[START]
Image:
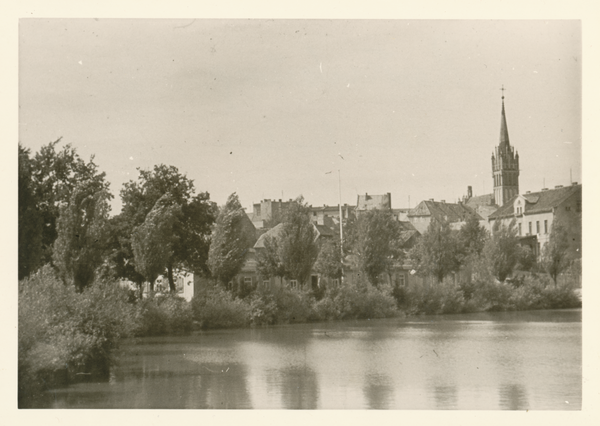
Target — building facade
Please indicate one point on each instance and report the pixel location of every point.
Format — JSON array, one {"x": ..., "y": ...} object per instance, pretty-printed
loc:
[END]
• SET EXERCISE: Reproduce the items above word for word, leaving out the pictures.

• REPLY TO THE TASK:
Image:
Target — building facade
Please indicate one point on each instance and report the pixel location of every point.
Format — JSON array, one {"x": ..., "y": ...} object per instance, pretty-printed
loc:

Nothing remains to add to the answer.